> [Requirements]: Without the pictures, can you quote each line below exactly?

═════ Supplied material

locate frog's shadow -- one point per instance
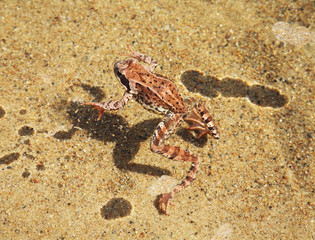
(114, 128)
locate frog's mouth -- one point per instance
(124, 81)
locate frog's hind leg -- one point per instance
(163, 131)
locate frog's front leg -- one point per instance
(144, 58)
(109, 106)
(163, 131)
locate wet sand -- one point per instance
(65, 175)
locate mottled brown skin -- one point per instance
(160, 94)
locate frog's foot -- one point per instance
(166, 200)
(97, 106)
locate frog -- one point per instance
(159, 94)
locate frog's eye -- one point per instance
(124, 81)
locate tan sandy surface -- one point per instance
(64, 175)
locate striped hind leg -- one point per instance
(163, 131)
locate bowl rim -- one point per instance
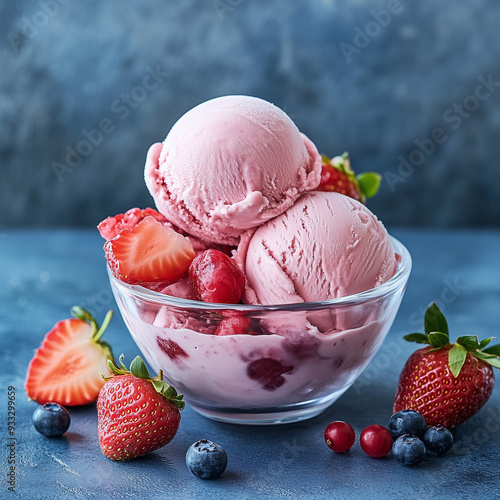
(396, 282)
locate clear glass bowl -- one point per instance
(298, 359)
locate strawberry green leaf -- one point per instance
(138, 368)
(485, 342)
(488, 358)
(122, 364)
(419, 338)
(494, 349)
(114, 369)
(105, 324)
(456, 358)
(369, 182)
(434, 320)
(470, 342)
(438, 339)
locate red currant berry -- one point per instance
(339, 436)
(376, 441)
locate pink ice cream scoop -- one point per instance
(228, 165)
(326, 246)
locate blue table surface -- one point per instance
(43, 273)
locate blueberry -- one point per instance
(407, 422)
(51, 419)
(438, 440)
(206, 459)
(408, 450)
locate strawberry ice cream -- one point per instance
(326, 246)
(321, 278)
(228, 165)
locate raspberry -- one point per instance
(215, 277)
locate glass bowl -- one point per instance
(295, 362)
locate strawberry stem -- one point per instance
(105, 324)
(139, 369)
(436, 334)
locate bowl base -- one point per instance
(271, 416)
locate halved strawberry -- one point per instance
(150, 255)
(113, 226)
(337, 175)
(67, 367)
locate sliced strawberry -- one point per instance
(150, 255)
(337, 175)
(67, 367)
(113, 226)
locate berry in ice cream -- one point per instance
(149, 254)
(337, 175)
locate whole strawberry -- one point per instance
(337, 175)
(446, 383)
(136, 414)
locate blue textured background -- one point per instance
(67, 65)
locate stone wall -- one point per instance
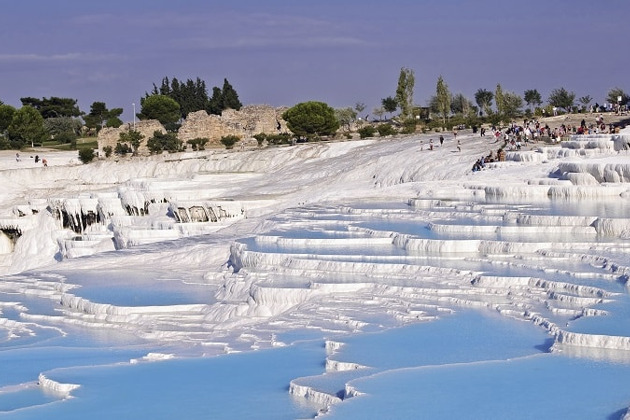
(248, 121)
(110, 136)
(245, 123)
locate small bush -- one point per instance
(385, 130)
(229, 141)
(198, 143)
(122, 149)
(66, 137)
(260, 138)
(367, 131)
(281, 138)
(409, 126)
(86, 155)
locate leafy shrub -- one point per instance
(122, 149)
(198, 143)
(280, 138)
(385, 130)
(86, 155)
(161, 142)
(367, 131)
(229, 141)
(409, 126)
(66, 137)
(260, 138)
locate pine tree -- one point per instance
(404, 92)
(443, 98)
(229, 97)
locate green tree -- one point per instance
(311, 118)
(215, 104)
(562, 98)
(6, 115)
(63, 129)
(86, 155)
(54, 107)
(160, 107)
(359, 107)
(97, 116)
(585, 101)
(230, 97)
(443, 99)
(229, 141)
(164, 142)
(461, 105)
(499, 100)
(389, 104)
(615, 93)
(533, 98)
(27, 126)
(404, 92)
(379, 112)
(385, 130)
(346, 116)
(131, 138)
(367, 131)
(191, 95)
(484, 98)
(512, 105)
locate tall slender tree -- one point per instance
(404, 92)
(499, 100)
(483, 98)
(443, 99)
(532, 98)
(230, 97)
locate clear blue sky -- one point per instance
(282, 52)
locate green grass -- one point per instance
(82, 143)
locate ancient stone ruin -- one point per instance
(245, 123)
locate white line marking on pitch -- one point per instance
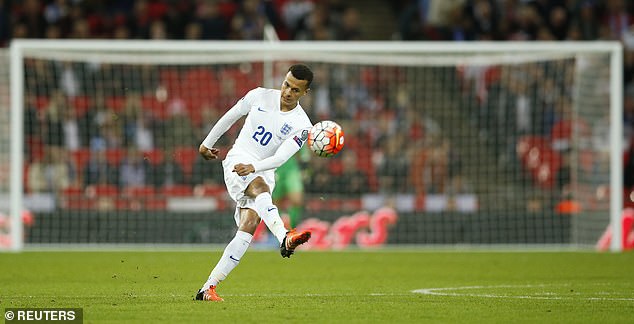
(451, 291)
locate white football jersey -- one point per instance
(266, 126)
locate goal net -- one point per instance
(445, 144)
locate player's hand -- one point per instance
(208, 153)
(243, 169)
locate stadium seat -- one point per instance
(154, 156)
(177, 191)
(41, 102)
(101, 190)
(80, 159)
(81, 105)
(157, 108)
(171, 80)
(115, 155)
(155, 203)
(138, 191)
(185, 157)
(115, 103)
(209, 190)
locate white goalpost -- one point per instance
(469, 143)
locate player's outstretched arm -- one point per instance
(208, 153)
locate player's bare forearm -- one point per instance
(208, 153)
(243, 169)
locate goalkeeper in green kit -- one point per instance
(290, 186)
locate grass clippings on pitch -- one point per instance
(326, 287)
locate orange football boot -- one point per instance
(292, 240)
(209, 295)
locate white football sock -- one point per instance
(270, 215)
(229, 259)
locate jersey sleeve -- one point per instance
(241, 108)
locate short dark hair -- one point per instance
(302, 72)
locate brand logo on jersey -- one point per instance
(298, 141)
(286, 128)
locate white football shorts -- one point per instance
(236, 185)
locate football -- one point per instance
(325, 138)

══════════

> [Response for this exercise]:
locate frog's shadow -- one point per instance
(114, 128)
locate frog's mouth -- one point per instance
(124, 81)
locate frog's hind leg -- one point per instance
(163, 131)
locate frog's front leg -- one point per instance
(144, 58)
(109, 106)
(163, 131)
locate wet sand -- one point per instance
(65, 175)
locate mottled brown skin -- one point per instance
(160, 94)
locate frog's foot -- one point per instance
(166, 200)
(97, 106)
locate frog -- one point per instance
(159, 94)
locate frog's eye -- one point per instance
(124, 81)
locate tan sandy surface -- one point per instance
(64, 175)
locate striped hind leg -- one point per instance
(163, 131)
locate bowl rim -- one point per instance
(396, 282)
locate clear glass bowl -- one point per instance
(298, 359)
locate strawberry green leaf -- one point per instance
(138, 368)
(485, 342)
(488, 358)
(122, 364)
(419, 338)
(494, 349)
(114, 369)
(105, 324)
(456, 358)
(369, 182)
(434, 320)
(470, 342)
(438, 339)
locate red currant berry -- one point per instance
(339, 436)
(376, 441)
locate pink ice cream scoop -- one point per instance
(228, 165)
(326, 246)
locate blue table surface -- one point per instance
(43, 273)
locate blueberry -- one point per instance
(407, 422)
(51, 419)
(438, 440)
(206, 459)
(408, 450)
locate strawberry ice cream -- one point per instance
(326, 246)
(321, 278)
(228, 165)
locate raspberry -- one point per instance
(215, 277)
locate glass bowl -- one point per instance
(295, 362)
locate strawberry stem -- one point per instance
(105, 324)
(139, 369)
(436, 334)
locate bowl base -- one point per instance
(271, 416)
locate halved strawberry -- one point per instance
(150, 255)
(113, 226)
(337, 175)
(67, 367)
locate sliced strawberry -- one point per instance
(150, 255)
(337, 175)
(67, 367)
(113, 226)
locate berry in ice cream -- one point per instance
(149, 254)
(337, 175)
locate whole strawberry -- one point per instance
(337, 175)
(446, 383)
(136, 414)
locate blue textured background -- one point per instance
(67, 65)
locate stone wall -- one point per instance
(248, 121)
(110, 136)
(245, 123)
locate small bush -- one point per instance
(385, 130)
(229, 141)
(198, 143)
(122, 149)
(66, 137)
(260, 138)
(367, 131)
(281, 138)
(409, 126)
(86, 155)
locate leafy shrub -- one point per instance
(122, 149)
(198, 143)
(280, 138)
(385, 130)
(86, 155)
(161, 142)
(367, 131)
(229, 141)
(409, 126)
(66, 137)
(260, 138)
locate pine tree -- one point per instance
(404, 92)
(443, 98)
(229, 97)
locate green tree -- one point per instance
(311, 118)
(215, 104)
(562, 98)
(6, 115)
(63, 129)
(86, 155)
(54, 107)
(160, 107)
(359, 107)
(97, 116)
(585, 101)
(230, 97)
(443, 99)
(229, 141)
(164, 142)
(461, 105)
(499, 100)
(389, 104)
(615, 93)
(533, 98)
(27, 126)
(404, 92)
(379, 112)
(385, 130)
(346, 116)
(131, 138)
(367, 131)
(191, 95)
(484, 98)
(512, 105)
locate tall slender tree -- one point per instance
(404, 92)
(499, 100)
(483, 98)
(443, 99)
(532, 98)
(230, 97)
locate clear blue sky -- one point per instance
(282, 52)
locate green grass -- one point per instance
(82, 143)
locate ancient stone ruin -- one point per instance
(245, 123)
locate white line marking on pitch -- one point per instance
(451, 291)
locate white football jersey -- one point per instance
(266, 126)
locate goal net -- one point per instance
(445, 144)
locate player's hand -- one point per instance
(208, 153)
(243, 169)
locate stadium seat -- one point per instance
(154, 156)
(177, 191)
(41, 102)
(101, 190)
(80, 159)
(81, 105)
(157, 108)
(171, 80)
(115, 155)
(155, 203)
(138, 191)
(185, 157)
(115, 103)
(209, 190)
locate white goalpost -- one point per instance
(469, 143)
locate player's outstretched arm -- one point per instance
(208, 153)
locate player's bare forearm -- one point per instance
(208, 153)
(243, 169)
locate goalkeeper in green kit -- one point per instance
(290, 186)
locate grass clippings on pitch -- one point per instance
(326, 287)
locate orange football boot -- one point per instance
(292, 240)
(209, 295)
locate white football sock -- one point per instance
(270, 215)
(229, 259)
locate jersey sleeve -- one point per instance
(241, 108)
locate short dark hair -- one point per instance
(302, 72)
locate brand logo on jersey -- one point per instance
(298, 141)
(286, 128)
locate white football shorts -- one point per instance
(236, 185)
locate football -- one point per instance
(325, 138)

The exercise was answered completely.